— Start Given passage —
But think about a piece of land that is very steep, and where erosion is taking place. There aren’t enough tree roots to hold the earth together, let’s say; the rain falls, in torrents, and carries the earth down streams which form gullies; again, the earth is still not bound together because there aren’t enough plants there; the wind blows; the erosion goes further; next time the water comes, it runs in the very same gullies, and deepens them; and widens them. The configuration of this system is such that the forces which it gives birth to, which arise in it, in the long run act to destroy the system. The system is self-destroying; it does not have the capacity to contain the forces which arise within it.
The system of the trees and wind is whole; the system of the gully and the rain is unwhole.
But the word “whole” is too enclosed.
It suggests closure, containment, finiteness. When you call a thing whole, it makes you think that it is whole unto itself, and isolated from the world around it. But a lung is whole, only so long as it is breathing oxygen from the air outside the organism; a person is whole only so long as he is a member of some human group; a town is whole only so long as it is in balance with the surrounding countryside.
The word carries a subtle hint of self-containment. And self-containment always undermines the quality which has no name. For this reason, the word “whole” can never perfectly describe this quality.
Another facet of the quality which has no name is caught by the word “comfortable”.
The word “comfortable” is more profound than people usually realize. The mystery of genuine comfort goes far beyond the simple idea that the word first seems to mean. Places which are comfortable are comfortable because they have no inner contradictions, because there is no lit- tle restlessness disturbing them.
Imagine yourself on a winter afternoon with a pot of tea, a book, a reading light, and two or three huge pillows to lean back against. Now make yourself comfortable. Not in some way which you can show to other people, and say how much you like it. I mean so that you really like it, for yourself.
— End Given passage —
— Start Dataset extract —
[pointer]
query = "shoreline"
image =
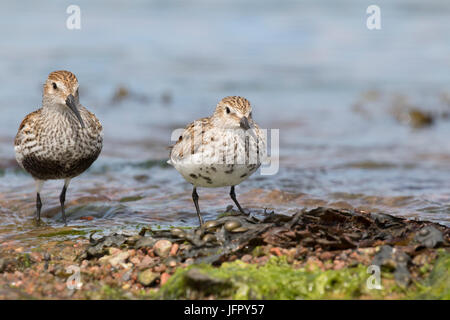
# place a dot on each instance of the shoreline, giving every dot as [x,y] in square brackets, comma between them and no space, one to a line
— End Dataset extract —
Tasks:
#1 In the passage on wholeness and comfort, what does self-containment always undermine?
#2 Reproduce the passage on wholeness and comfort word for word from "But think about" to "rain is unwhole.".
Rely on the passage alone, not on the data.

The responses:
#1 Self-containment always undermines the quality which has no name.

#2
But think about a piece of land that is very steep, and where erosion is taking place. There aren’t enough tree roots to hold the earth together, let’s say; the rain falls, in torrents, and carries the earth down streams which form gullies; again, the earth is still not bound together because there aren’t enough plants there; the wind blows; the erosion goes further; next time the water comes, it runs in the very same gullies, and deepens them; and widens them. The configuration of this system is such that the forces which it gives birth to, which arise in it, in the long run act to destroy the system. The system is self-destroying; it does not have the capacity to contain the forces which arise within it.
The system of the trees and wind is whole; the system of the gully and the rain is unwhole.